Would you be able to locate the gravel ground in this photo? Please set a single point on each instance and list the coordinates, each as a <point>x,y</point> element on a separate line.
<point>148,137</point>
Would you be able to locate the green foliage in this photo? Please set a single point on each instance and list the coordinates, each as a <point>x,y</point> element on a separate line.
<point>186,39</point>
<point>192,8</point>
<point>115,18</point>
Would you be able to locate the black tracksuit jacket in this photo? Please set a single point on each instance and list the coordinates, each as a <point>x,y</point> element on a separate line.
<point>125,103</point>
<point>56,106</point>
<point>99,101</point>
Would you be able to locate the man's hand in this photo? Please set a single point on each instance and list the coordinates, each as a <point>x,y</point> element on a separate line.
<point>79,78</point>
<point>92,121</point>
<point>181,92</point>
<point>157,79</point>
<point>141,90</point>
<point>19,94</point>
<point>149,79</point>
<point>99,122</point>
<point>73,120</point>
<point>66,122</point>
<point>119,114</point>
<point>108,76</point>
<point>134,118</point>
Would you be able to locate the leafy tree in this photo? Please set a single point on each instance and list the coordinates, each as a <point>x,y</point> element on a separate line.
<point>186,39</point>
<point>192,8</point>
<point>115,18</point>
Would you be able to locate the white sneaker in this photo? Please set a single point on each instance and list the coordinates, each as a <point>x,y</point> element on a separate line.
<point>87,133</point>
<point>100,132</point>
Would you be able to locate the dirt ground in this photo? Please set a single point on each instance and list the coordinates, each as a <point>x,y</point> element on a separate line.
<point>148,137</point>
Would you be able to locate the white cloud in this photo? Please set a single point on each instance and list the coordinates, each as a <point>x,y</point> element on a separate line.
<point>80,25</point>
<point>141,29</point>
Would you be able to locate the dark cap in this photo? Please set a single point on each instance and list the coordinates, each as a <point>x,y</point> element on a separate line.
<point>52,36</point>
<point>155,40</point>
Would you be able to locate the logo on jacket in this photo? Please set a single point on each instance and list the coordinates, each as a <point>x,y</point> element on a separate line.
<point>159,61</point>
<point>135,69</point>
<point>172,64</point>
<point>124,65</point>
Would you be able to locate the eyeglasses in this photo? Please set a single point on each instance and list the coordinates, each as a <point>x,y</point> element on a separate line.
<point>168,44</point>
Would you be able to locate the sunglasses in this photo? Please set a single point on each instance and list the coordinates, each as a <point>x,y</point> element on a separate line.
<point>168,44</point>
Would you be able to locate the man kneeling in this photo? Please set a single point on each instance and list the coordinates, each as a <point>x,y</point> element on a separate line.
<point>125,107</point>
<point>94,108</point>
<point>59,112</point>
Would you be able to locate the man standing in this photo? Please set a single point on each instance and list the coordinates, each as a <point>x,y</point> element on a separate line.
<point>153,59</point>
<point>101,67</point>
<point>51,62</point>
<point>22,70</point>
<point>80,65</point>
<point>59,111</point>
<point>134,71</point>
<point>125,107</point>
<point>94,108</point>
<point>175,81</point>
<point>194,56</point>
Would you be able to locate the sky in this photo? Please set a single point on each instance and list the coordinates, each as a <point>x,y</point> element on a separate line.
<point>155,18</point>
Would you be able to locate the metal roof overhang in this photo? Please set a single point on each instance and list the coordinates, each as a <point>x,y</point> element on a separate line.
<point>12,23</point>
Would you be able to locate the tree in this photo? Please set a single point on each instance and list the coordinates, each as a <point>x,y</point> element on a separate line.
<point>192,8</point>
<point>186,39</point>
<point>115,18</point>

=-=-=

§ **What this task involves**:
Render every line of the rows above as a Markdown table with two columns, No. and Line. Number each line in order and skip any blank lines.

§ **Solution to this exercise**:
| No. | Line |
|---|---|
| 1 | Would you be able to locate the gravel ground in this photo? Please set a single point on each instance and list the coordinates, each as a <point>x,y</point> element on a separate line. |
| 2 | <point>148,137</point> |
| 3 | Would you be able to locate the green foliage in this photo? Please set a single point on each instance and list the coordinates, each as a <point>x,y</point> element on a separate line. |
| 4 | <point>186,39</point> |
| 5 | <point>192,8</point> |
| 6 | <point>115,18</point> |
| 7 | Would you be able to locate the black tracksuit jacket in this photo? Please set a single point on each instance and list the coordinates, each as a <point>x,y</point> element on a separate line. |
| 8 | <point>125,103</point> |
| 9 | <point>56,106</point> |
| 10 | <point>99,101</point> |
| 11 | Would you be able to locate the man's hand in this photo? Please set a single point on each instance and list the coordinates, each as a <point>x,y</point> element on a separate line. |
| 12 | <point>79,78</point> |
| 13 | <point>92,121</point> |
| 14 | <point>181,92</point> |
| 15 | <point>157,79</point> |
| 16 | <point>141,90</point> |
| 17 | <point>19,94</point> |
| 18 | <point>149,79</point> |
| 19 | <point>99,122</point> |
| 20 | <point>73,120</point> |
| 21 | <point>66,122</point> |
| 22 | <point>119,114</point> |
| 23 | <point>108,76</point> |
| 24 | <point>134,118</point> |
| 25 | Would you be able to locate the leafy tree in this photo? Please set a single point on each instance and list the coordinates, each as a <point>x,y</point> element on a separate line. |
| 26 | <point>186,39</point> |
| 27 | <point>192,8</point> |
| 28 | <point>115,18</point> |
| 29 | Would you be able to locate the white sneaker in this photo? Please set a single point on each instance and list the coordinates, each as a <point>x,y</point> element on a separate line. |
| 30 | <point>87,133</point> |
| 31 | <point>100,132</point> |
| 32 | Would you be able to locate the dirt ground in this photo? Please set a single point on each instance and list the coordinates, each as a <point>x,y</point> element on a separate line. |
| 33 | <point>148,137</point> |
| 34 | Would you be able to locate the white cloud in this photo? Please set a single point on each instance and list the coordinates, each as a <point>x,y</point> element on a separate line. |
| 35 | <point>80,25</point> |
| 36 | <point>141,29</point> |
| 37 | Would you be able to locate the dark cap in this photo? Please set a single point on each instance and list the coordinates, each as a <point>x,y</point> element on a separate line. |
| 38 | <point>52,36</point> |
| 39 | <point>155,40</point> |
| 40 | Would you be able to locate the logo on jacket in this photo? Please set a single point on each instance and list the coordinates, each as a <point>x,y</point> element on a separate line. |
| 41 | <point>159,61</point> |
| 42 | <point>135,69</point> |
| 43 | <point>172,64</point> |
| 44 | <point>124,65</point> |
| 45 | Would you be able to locate the eyeglasses in this photo? Please set a single point on each instance and list the coordinates, each as a <point>x,y</point> element on a separate line. |
| 46 | <point>168,44</point> |
| 47 | Would you be able to locate the sunglasses in this photo? Please set a single point on each instance and list the coordinates, each as a <point>x,y</point> element on a separate line. |
| 48 | <point>168,44</point> |
| 49 | Would you be able to locate the man kneeling in this photo? Please set a single point on each instance and list the coordinates, each as a <point>x,y</point> element on a separate line. |
| 50 | <point>125,107</point> |
| 51 | <point>94,108</point> |
| 52 | <point>59,112</point> |
| 53 | Would you be able to locate the man standing in this photo? Please set a single point on each instance and list the coordinates, each as a <point>x,y</point> element on a separate line. |
| 54 | <point>153,59</point> |
| 55 | <point>101,67</point> |
| 56 | <point>51,62</point> |
| 57 | <point>22,70</point> |
| 58 | <point>80,65</point> |
| 59 | <point>59,111</point> |
| 60 | <point>134,71</point> |
| 61 | <point>125,107</point> |
| 62 | <point>94,108</point> |
| 63 | <point>175,81</point> |
| 64 | <point>194,56</point> |
| 65 | Would you be able to locate the sky in this photo? Please set a single point on each instance and list the coordinates, each as a <point>x,y</point> element on a separate line. |
| 66 | <point>155,18</point> |
| 67 | Would you be able to locate the metal roof overhang in this photo? Please set a single point on each instance and list the coordinates, each as a <point>x,y</point> element on a separate line. |
| 68 | <point>12,23</point> |
| 69 | Would you be able to locate the tree in this photo? Please set a single point on each instance and list the coordinates, each as a <point>x,y</point> element on a separate line. |
| 70 | <point>192,8</point> |
| 71 | <point>186,39</point> |
| 72 | <point>115,18</point> |